## Quoted text
**********
Discrizzion della Bohemia, oue son segnate le piu notabil citta é terre. - Main View

1545 Munster Map of Bohemia: 1558 Edition of the Earliest Acquirable Bohemia


The Earliest Acquirable Map of Bohemia, and the First Acquirable Map to Use a Key


Discrizzion della Bohemia, oue son segnate le piu notabil citta é terre.
  1558 (undated)     10.5 x 14 in (26.67 x 35.56 cm)     1 : 640000


This is Munster's 1545 map of Bohemia, the earliest acquirable printed map of what is now the Czech Republic. The map appeared in an Italian edition of Munster’s Cosmographia Universalis, a work notable for presenting to a broad lay audience many of the first printed maps to rely on recent surveys and toponymy, rather than data from classical sources. Munster’s source for this map was Nicolaus Claudianus’ 1518 map of Bohemia, which now exists in only one known copy. Munster's map is the only version of Claudianus' map available to the collector.
First Map to use a Key
This map is the first known to use a key with symbols on a map to reflect the political, religious and economic terrain of the region depicted; Nordenskiold called this 'the first map on which the different religious and political conditions of a country are denoted.' With the key, Royal cities, landed nobility, castles and market towns are easily distinguished from each other. Also, each town's religious affiliation is marked with either keys (signifying Roman Catholic) or a stylized chalice (representing The Unity of Czech Brethren, a Hussite protestant sect to which Claudianus belonged.) Bohemia's long and contentious reformation history would have made this feature on the Claudianus map one of singular importance. None of these remarkable details were lost on Munster, who retained all of them on his version of the map
North at the Bottom
The map’s southern orientation, while unusual to modern eyes, would not have been confusing to the 16th century reader. Maps produced in and around Germany in the first part of the sixteenth century, travelers’ maps in particular, were designed to be read with the assistance of solar compasses. These devices orient their users (in the northern hemisphere) toward the south; consequently, this and many of Munster’s other maps based on modern survey share a southern orientation. Indeed, the original 1518 Claudianus is itself oriented to the south.
**********
## Your objective
Retype the entire description of Munster's map of Bohemia above, word for word.

Items listed in a dataset
**********
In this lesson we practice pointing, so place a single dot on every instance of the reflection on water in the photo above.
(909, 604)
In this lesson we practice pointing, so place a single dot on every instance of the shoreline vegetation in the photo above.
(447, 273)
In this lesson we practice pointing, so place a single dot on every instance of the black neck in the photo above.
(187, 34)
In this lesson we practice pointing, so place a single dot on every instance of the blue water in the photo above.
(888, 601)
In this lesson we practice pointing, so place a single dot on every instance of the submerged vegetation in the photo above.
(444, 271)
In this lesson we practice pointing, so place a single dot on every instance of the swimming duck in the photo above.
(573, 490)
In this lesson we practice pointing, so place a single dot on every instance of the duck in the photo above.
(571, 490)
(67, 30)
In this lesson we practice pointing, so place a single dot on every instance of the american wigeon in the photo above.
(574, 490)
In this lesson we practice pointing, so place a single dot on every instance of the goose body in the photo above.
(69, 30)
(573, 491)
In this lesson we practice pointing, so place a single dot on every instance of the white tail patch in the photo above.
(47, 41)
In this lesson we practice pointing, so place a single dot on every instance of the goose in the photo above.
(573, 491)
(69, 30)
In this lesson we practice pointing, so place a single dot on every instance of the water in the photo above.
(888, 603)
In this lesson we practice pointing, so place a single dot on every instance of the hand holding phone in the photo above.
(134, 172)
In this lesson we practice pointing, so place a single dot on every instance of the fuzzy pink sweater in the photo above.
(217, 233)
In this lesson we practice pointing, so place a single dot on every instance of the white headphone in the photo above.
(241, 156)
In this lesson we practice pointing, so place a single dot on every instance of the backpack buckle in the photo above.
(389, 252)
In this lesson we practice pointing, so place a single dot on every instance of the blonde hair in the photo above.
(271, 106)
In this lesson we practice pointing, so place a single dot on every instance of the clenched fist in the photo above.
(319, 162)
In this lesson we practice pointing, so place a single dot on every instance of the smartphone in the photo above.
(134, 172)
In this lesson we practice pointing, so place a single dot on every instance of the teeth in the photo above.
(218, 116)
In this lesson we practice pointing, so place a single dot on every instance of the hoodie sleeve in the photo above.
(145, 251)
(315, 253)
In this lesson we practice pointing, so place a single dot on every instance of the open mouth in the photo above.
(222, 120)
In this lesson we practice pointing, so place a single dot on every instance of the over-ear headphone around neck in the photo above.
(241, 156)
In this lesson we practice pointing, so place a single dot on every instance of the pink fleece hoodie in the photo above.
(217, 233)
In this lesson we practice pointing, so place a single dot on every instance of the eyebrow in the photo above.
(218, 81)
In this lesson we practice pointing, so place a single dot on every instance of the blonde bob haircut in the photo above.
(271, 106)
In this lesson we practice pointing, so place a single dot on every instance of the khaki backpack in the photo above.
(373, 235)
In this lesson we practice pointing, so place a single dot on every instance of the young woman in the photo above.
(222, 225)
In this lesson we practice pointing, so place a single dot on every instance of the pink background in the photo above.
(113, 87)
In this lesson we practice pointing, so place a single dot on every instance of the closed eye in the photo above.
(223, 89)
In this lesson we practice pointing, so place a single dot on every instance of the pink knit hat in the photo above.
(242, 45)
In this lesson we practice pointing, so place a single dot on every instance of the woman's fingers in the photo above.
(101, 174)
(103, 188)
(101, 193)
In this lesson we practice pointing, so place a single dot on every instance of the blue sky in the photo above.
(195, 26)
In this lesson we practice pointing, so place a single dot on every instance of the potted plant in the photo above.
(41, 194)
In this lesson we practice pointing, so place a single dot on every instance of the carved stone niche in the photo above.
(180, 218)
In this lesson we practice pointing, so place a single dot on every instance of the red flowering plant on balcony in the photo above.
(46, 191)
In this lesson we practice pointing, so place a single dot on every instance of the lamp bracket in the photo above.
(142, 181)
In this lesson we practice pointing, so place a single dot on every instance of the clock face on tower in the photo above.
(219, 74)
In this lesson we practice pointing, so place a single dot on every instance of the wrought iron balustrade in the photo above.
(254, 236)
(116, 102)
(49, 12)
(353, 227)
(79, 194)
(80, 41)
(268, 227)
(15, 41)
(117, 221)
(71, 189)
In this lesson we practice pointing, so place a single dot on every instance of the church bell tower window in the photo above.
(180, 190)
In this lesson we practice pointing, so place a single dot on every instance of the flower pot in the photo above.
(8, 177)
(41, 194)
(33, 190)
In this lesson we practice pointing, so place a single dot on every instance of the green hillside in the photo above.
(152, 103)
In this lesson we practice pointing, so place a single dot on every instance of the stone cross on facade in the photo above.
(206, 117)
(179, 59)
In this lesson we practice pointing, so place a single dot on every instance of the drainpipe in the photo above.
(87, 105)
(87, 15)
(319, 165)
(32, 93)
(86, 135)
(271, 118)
**********
## Answer to this exercise
Discrizzion della Bohemia, oue son segnate le piu notabil citta é terre. - Main View

1545 Munster Map of Bohemia: 1558 Edition of the Earliest Acquirable Bohemia


The Earliest Acquirable Map of Bohemia, and the First Acquirable Map to Use a Key


Discrizzion della Bohemia, oue son segnate le piu notabil citta é terre.
  1558 (undated)     10.5 x 14 in (26.67 x 35.56 cm)     1 : 640000


This is Munster's 1545 map of Bohemia, the earliest acquirable printed map of what is now the Czech Republic. The map appeared in an Italian edition of Munster’s Cosmographia Universalis, a work notable for presenting to a broad lay audience many of the first printed maps to rely on recent surveys and toponymy, rather than data from classical sources. Munster’s source for this map was Nicolaus Claudianus’ 1518 map of Bohemia, which now exists in only one known copy. Munster's map is the only version of Claudianus' map available to the collector.
First Map to use a Key
This map is the first known to use a key with symbols on a map to reflect the political, religious and economic terrain of the region depicted; Nordenskiold called this 'the first map on which the different religious and political conditions of a country are denoted.' With the key, Royal cities, landed nobility, castles and market towns are easily distinguished from each other. Also, each town's religious affiliation is marked with either keys (signifying Roman Catholic) or a stylized chalice (representing The Unity of Czech Brethren, a Hussite protestant sect to which Claudianus belonged.) Bohemia's long and contentious reformation history would have made this feature on the Claudianus map one of singular importance. None of these remarkable details were lost on Munster, who retained all of them on his version of the map
North at the Bottom
The map’s southern orientation, while unusual to modern eyes, would not have been confusing to the 16th century reader. Maps produced in and around Germany in the first part of the sixteenth century, travelers’ maps in particular, were designed to be read with the assistance of solar compasses. These devices orient their users (in the northern hemisphere) toward the south; consequently, this and many of Munster’s other maps based on modern survey share a southern orientation. Indeed, the original 1518 Claudianus is itself oriented to the south.